Work request: Whether an entry is long or short, retype it exactly.

Given data Start Marker

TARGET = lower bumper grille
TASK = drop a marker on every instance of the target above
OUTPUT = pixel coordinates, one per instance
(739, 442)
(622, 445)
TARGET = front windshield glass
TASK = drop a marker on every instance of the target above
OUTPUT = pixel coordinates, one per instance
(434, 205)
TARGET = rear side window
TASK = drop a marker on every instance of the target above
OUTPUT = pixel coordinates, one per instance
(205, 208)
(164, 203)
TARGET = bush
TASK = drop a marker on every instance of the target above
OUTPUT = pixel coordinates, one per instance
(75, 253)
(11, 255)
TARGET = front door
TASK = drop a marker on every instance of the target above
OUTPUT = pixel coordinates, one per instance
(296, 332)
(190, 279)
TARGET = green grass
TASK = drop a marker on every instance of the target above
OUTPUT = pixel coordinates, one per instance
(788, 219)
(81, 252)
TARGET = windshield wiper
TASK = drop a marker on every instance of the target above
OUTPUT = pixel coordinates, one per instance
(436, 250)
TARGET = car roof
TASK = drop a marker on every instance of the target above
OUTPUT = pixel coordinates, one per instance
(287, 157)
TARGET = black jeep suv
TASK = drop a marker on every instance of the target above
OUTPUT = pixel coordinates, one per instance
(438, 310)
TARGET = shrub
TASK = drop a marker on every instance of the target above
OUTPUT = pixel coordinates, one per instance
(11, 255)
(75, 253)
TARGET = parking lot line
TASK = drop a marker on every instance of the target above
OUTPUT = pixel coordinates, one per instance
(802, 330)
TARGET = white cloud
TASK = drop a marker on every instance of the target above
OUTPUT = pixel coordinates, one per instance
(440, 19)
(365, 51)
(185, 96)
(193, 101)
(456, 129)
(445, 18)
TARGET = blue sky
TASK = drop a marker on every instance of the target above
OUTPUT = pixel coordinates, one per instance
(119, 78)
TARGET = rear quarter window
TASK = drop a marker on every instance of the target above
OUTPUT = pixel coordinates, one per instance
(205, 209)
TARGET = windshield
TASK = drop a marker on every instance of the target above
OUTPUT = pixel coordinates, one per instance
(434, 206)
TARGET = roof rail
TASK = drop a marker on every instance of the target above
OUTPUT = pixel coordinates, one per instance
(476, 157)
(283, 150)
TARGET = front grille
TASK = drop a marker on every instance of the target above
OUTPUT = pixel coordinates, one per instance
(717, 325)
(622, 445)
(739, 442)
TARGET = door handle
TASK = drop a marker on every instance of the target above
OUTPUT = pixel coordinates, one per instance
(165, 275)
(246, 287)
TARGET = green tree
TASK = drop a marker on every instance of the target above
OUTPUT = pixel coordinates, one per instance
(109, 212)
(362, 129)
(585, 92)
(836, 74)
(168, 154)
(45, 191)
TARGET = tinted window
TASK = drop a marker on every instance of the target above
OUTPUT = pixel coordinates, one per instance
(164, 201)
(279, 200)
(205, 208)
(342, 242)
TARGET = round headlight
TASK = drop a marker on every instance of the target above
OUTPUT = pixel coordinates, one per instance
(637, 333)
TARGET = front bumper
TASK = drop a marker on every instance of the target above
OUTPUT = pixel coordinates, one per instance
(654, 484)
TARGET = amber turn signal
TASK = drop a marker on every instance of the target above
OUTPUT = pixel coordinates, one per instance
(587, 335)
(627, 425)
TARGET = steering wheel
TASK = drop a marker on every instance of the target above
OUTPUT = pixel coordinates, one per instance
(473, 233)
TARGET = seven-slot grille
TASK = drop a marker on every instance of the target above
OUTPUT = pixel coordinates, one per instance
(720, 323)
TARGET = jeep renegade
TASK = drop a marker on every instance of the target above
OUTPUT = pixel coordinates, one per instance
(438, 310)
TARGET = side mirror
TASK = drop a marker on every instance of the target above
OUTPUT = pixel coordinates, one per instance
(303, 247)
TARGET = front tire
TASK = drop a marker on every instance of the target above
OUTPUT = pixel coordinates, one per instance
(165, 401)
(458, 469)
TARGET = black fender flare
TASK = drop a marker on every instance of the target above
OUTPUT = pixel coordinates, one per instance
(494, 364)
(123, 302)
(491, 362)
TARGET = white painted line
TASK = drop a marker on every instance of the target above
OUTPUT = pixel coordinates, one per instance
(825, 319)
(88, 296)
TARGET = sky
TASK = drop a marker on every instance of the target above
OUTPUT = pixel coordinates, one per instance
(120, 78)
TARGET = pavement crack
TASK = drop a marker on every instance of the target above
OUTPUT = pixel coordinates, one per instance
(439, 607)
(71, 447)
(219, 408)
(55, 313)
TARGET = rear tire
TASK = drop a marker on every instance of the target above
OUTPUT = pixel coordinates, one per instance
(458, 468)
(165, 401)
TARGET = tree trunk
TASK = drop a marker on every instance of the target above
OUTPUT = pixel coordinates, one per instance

Given data End Marker

Task output:
TARGET = lower bumper grille
TASK = drop a marker on every instance of the target above
OUTPUT = pixel coordinates, one per instance
(739, 442)
(622, 445)
TARGET = front windshield glass
TASK = drop a marker on every instance of the target above
OUTPUT = pixel coordinates, one per instance
(434, 205)
TARGET = rear side window
TASK = drop a marker on every instance of the target above
OUTPUT = pixel coordinates, one per instance
(205, 208)
(164, 203)
TARGET = bush
TASK = drop a marker on every instance of the target above
OUTPUT = pixel coordinates, one per instance
(75, 253)
(11, 255)
TARGET = front door
TASK = drop a marker on every instance of the target above
OUTPUT = pixel coordinates, one per instance
(296, 332)
(190, 279)
TARGET = green grass
TASK = drop a marker on every instance of the target above
OUTPUT = pixel coordinates, one per instance
(788, 219)
(81, 252)
TARGET = windshield wiper
TASK = drop a marker on every instance of the target above
OUTPUT = pixel coordinates, one per instance
(436, 250)
TARGET = car roof
TASK = drop a marker on every instance of the target above
OUTPUT = pixel coordinates, one per instance
(287, 157)
TARGET = black jeep suv
TASK = drop a marker on every instance of the target above
OUTPUT = pixel coordinates, one per instance
(438, 310)
TARGET = shrub
TASK = drop a marker on every instance of the target above
OUTPUT = pixel coordinates, one per instance
(11, 255)
(75, 253)
TARGET = parking lot line
TASK = drop a marker on every instance of the target above
OUTPUT = pixel coordinates, one per instance
(802, 330)
TARGET = white cloud
TASK = drop a marker on every instance of the target above
OUTPUT = pixel coordinates, one per instance
(440, 19)
(365, 51)
(185, 96)
(193, 101)
(456, 129)
(445, 18)
TARGET = blue sky
TASK = drop a marker on every instance of the target above
OUTPUT = pixel coordinates, one per instance
(119, 78)
TARGET = rear quarter window
TASK = drop a marker on every instance of the target above
OUTPUT = pixel coordinates, one per instance
(205, 209)
TARGET = windshield
TASK = drop a marker on every instance of the target above
OUTPUT = pixel coordinates, one per instance
(434, 206)
TARGET = roof rail
TASK = drop a marker on every instance of the target above
OUTPUT = pixel coordinates, one per instance
(476, 157)
(283, 150)
TARGET = front grille
TASK = drop a marker on every instance of the target above
OUTPUT = pixel coordinates, one per instance
(717, 325)
(622, 445)
(739, 442)
TARGET = door handle
TASK = drop a marker on every instance of the target above
OUTPUT = pixel coordinates, one per instance
(165, 275)
(246, 287)
TARGET = green tree
TASK = drop a marker on every instance of the target above
OUTPUT = pixel coordinates, one per instance
(109, 212)
(362, 129)
(585, 92)
(836, 74)
(168, 154)
(45, 191)
TARGET = tinted window
TASK = drop a marker on every instance of the target above
OUTPUT = pixel coordinates, one per instance
(164, 201)
(279, 200)
(205, 208)
(342, 242)
TARGET = round headlight
TASK = drop a marker on every instance of the target above
OUTPUT = pixel coordinates, one per instance
(637, 333)
TARGET = front bumper
TASK = drop a marker on every instance of the target above
OUTPUT = pixel coordinates, one per instance
(654, 484)
TARGET = amber turn signal
TASK = drop a marker on every instance of the target above
OUTPUT = pixel coordinates, one per instance
(587, 335)
(627, 425)
TARGET = steering wheel
TASK = drop a marker on every instance of the target above
OUTPUT = pixel coordinates, one per instance
(473, 233)
TARGET = seven-slot grille
TASK = drop a marker on every instance of the target above
OUTPUT = pixel coordinates, one per instance
(720, 323)
TARGET = jeep renegade
TASK = drop a marker on every instance of the target above
OUTPUT = pixel coordinates, one per instance
(438, 310)
TARGET = side mirror
TASK = drop a marker on every instance of the target above
OUTPUT = pixel coordinates, one per instance
(303, 247)
TARGET = front tire
TASK = drop a marker on every instance of the target above
OUTPUT = pixel coordinates, one per instance
(165, 401)
(458, 469)
TARGET = black fender flare
TASK = drop a marker on every instance of the target above
OUTPUT = pixel coordinates, one per instance
(494, 364)
(123, 302)
(491, 362)
TARGET = white painted line
TASK = drop a marker on every instance of the target above
OUTPUT = pixel coordinates, one per instance
(825, 319)
(88, 296)
TARGET = sky
TASK = drop a marker on every instance of the target above
OUTPUT = pixel coordinates, one per instance
(120, 78)
TARGET = pavement crack
TASK = drop a marker on every instance of the target above
OUTPUT = pixel coordinates, one per instance
(439, 607)
(71, 447)
(219, 408)
(55, 313)
TARGET = rear tire
TASK = drop a marker on every instance of the target above
OUTPUT = pixel coordinates, one per instance
(458, 468)
(165, 401)
TARGET = tree trunk
TASK = drop a marker on every instance of the target above
OUTPUT = pixel coordinates, one per instance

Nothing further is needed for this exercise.